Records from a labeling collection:
** Start **
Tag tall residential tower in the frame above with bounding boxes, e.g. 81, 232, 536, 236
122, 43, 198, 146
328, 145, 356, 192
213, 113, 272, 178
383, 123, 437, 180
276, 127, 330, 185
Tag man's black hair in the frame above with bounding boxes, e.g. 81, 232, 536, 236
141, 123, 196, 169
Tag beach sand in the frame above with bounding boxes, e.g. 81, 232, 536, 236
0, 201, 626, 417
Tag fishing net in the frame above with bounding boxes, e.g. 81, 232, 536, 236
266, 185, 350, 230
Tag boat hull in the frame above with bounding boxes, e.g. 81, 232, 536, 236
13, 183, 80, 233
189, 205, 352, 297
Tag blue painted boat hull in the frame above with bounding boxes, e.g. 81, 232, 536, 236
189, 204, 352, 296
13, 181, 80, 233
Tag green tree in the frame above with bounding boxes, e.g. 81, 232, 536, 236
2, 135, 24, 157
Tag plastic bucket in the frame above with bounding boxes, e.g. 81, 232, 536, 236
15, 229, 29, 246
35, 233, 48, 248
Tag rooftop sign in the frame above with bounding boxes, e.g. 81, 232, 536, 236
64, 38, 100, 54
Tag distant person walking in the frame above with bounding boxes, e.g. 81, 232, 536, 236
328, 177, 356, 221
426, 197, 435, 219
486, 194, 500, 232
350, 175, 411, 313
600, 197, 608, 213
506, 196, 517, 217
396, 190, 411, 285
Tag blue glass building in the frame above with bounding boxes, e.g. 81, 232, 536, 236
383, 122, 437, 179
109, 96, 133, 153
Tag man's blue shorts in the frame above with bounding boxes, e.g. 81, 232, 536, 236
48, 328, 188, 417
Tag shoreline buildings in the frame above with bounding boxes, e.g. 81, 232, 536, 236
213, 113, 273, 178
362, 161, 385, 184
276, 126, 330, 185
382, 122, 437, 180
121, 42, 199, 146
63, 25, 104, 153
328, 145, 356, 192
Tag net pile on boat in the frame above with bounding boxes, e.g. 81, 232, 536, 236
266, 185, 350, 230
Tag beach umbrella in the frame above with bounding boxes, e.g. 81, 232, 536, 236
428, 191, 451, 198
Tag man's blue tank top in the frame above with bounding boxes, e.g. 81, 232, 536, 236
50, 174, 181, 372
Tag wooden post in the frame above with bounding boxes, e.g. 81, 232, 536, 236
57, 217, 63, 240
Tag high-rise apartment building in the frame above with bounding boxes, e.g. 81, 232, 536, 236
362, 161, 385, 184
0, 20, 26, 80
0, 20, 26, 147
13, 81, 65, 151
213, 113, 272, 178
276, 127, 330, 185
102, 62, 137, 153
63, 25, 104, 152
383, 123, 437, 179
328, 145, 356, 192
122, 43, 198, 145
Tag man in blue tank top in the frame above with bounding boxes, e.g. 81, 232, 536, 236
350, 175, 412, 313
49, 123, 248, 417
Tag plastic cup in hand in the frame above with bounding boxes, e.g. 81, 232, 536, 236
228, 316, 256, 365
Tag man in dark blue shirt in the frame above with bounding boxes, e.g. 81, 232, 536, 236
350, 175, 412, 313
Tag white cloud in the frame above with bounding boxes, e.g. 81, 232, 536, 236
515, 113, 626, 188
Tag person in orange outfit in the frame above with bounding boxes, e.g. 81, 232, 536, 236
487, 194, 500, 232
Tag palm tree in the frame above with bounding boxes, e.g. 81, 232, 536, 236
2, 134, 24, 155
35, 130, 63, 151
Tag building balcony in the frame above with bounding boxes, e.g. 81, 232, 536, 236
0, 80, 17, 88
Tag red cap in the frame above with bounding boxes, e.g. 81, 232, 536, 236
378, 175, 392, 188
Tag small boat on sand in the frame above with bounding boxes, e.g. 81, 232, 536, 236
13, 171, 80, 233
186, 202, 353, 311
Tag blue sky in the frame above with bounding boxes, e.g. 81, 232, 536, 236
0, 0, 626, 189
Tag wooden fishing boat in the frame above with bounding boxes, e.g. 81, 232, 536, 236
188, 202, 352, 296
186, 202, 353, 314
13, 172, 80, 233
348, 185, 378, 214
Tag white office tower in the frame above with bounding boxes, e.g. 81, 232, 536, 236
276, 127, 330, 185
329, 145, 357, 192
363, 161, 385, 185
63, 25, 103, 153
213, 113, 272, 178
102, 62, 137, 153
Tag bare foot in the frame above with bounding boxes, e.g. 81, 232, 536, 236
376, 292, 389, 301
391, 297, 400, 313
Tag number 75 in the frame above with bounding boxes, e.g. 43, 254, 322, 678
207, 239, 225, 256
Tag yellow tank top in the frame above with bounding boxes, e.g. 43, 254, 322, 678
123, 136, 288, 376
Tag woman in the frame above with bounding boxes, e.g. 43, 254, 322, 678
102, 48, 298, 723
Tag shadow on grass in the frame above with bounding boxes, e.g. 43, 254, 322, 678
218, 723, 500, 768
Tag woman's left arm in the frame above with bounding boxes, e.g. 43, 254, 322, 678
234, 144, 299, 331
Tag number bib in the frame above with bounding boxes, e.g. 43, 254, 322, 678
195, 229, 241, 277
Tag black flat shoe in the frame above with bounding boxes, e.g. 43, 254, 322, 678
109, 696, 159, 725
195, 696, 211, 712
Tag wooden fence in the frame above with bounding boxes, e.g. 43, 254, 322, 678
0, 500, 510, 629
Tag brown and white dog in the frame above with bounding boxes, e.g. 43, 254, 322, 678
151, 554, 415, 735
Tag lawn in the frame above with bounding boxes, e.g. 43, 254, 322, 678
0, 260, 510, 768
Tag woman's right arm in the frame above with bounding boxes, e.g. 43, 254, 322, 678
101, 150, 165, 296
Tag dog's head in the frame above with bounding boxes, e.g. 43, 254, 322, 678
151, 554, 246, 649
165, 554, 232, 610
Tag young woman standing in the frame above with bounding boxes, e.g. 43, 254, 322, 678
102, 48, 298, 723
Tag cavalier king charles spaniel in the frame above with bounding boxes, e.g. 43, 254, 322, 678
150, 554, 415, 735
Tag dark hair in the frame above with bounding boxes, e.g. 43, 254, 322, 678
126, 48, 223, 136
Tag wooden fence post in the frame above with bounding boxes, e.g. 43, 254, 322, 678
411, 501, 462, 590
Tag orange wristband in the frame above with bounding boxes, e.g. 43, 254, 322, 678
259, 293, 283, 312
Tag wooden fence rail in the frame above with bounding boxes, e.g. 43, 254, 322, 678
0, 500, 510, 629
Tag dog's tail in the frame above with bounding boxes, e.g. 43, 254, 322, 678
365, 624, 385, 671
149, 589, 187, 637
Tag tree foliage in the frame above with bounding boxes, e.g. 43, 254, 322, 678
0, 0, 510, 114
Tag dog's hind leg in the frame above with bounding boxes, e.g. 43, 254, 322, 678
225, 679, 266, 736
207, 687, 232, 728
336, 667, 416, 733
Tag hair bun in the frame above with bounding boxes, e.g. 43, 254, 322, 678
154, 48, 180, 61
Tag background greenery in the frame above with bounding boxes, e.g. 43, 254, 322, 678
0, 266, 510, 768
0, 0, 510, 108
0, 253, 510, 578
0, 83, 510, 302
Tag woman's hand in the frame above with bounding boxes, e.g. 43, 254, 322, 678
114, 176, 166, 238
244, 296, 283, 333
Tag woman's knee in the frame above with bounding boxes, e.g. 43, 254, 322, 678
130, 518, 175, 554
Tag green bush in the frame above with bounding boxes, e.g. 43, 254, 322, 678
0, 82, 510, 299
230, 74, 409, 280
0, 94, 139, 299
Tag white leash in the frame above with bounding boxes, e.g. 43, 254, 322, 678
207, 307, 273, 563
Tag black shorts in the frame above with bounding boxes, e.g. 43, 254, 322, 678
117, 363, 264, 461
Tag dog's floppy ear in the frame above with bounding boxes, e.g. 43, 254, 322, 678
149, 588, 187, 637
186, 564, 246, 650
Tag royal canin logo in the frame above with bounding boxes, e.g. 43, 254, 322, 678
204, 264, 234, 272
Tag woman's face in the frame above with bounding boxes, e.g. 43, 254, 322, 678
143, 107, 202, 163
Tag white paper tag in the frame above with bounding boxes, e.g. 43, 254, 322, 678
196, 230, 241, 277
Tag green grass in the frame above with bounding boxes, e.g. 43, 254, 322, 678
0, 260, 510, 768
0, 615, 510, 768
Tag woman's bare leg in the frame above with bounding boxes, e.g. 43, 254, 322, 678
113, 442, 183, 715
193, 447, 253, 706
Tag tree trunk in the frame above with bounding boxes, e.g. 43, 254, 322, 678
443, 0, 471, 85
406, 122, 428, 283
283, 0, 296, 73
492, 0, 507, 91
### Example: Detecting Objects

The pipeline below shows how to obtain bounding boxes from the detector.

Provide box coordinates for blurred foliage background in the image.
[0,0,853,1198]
** End **
## EXERCISE
Reproduce verbatim the lines of the records from the one containing "Tag man's blue tank" through the one containing "57, 217, 63, 240", including both of those lines.

## RESULT OF THIS EXERCISE
Tag man's blue tank top in the frame above with bounding boxes, e.g. 81, 232, 536, 236
50, 174, 181, 372
Tag wooden post in the frame above with bounding boxes, e.g. 81, 232, 536, 236
57, 217, 63, 240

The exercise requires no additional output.